## Stored items from a collection
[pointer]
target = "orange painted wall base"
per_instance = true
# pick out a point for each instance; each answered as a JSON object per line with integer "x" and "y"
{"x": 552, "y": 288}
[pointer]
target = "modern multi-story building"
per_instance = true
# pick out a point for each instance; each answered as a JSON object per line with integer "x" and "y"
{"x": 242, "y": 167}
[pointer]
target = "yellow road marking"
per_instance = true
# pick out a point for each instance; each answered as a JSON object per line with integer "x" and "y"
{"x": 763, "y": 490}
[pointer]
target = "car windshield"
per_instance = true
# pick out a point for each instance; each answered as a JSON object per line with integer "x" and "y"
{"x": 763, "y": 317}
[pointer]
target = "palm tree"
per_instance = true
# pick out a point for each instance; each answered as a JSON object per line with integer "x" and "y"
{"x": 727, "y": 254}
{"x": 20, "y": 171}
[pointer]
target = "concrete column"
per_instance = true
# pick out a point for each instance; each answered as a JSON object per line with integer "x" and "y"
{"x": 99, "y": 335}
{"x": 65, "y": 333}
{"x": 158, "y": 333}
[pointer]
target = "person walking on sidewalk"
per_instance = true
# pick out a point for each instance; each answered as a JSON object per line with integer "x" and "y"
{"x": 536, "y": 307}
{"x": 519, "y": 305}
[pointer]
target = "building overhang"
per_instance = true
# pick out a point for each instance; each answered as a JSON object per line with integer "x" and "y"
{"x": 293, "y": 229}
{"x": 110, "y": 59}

---

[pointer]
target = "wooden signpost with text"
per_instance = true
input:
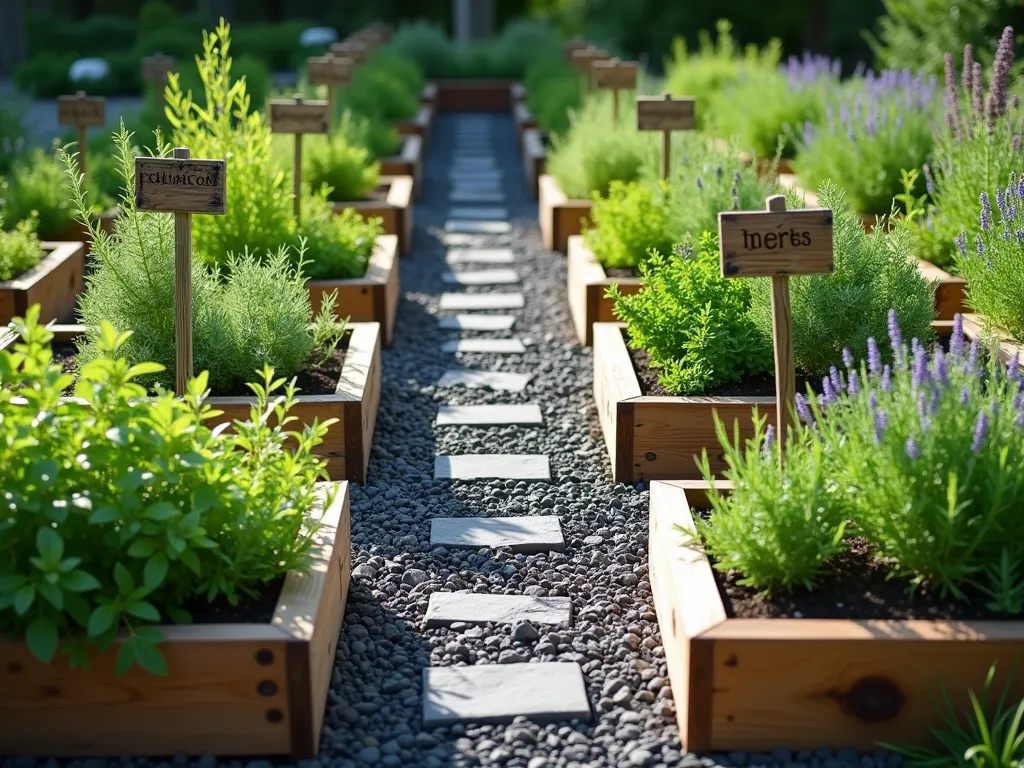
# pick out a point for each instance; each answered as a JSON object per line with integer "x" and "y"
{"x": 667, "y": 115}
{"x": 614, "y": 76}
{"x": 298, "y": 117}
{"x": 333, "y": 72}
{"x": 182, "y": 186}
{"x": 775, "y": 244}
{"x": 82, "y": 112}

---

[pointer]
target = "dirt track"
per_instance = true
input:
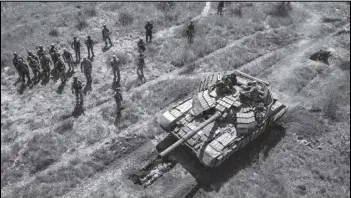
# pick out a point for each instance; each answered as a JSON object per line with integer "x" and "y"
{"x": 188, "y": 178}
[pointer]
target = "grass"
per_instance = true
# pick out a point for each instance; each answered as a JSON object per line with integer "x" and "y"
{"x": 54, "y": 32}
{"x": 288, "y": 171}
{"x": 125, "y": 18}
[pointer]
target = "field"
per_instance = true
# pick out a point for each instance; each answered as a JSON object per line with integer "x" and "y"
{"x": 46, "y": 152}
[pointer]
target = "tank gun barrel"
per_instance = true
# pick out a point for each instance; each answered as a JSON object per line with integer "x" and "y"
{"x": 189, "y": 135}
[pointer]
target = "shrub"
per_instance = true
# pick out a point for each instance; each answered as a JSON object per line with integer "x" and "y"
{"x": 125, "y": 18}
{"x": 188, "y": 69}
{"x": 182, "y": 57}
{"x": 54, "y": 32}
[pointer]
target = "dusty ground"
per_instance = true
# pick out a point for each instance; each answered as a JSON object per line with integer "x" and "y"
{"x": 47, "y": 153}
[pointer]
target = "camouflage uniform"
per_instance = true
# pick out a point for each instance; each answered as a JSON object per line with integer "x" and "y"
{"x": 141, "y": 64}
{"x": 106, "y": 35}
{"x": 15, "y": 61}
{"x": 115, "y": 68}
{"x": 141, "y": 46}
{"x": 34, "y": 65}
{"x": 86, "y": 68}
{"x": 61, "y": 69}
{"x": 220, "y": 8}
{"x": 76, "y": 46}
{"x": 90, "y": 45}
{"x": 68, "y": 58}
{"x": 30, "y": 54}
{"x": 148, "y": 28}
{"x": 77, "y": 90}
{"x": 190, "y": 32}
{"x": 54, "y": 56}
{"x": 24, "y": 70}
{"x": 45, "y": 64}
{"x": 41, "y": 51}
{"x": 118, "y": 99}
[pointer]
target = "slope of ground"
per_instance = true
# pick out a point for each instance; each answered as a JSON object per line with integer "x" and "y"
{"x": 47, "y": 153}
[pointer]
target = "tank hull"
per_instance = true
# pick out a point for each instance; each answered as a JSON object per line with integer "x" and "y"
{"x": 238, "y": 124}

## What this task involves
Copy out every line of the records above that has the word "ground" in it.

## Task output
target = "dusty ground"
target = "slope of ground"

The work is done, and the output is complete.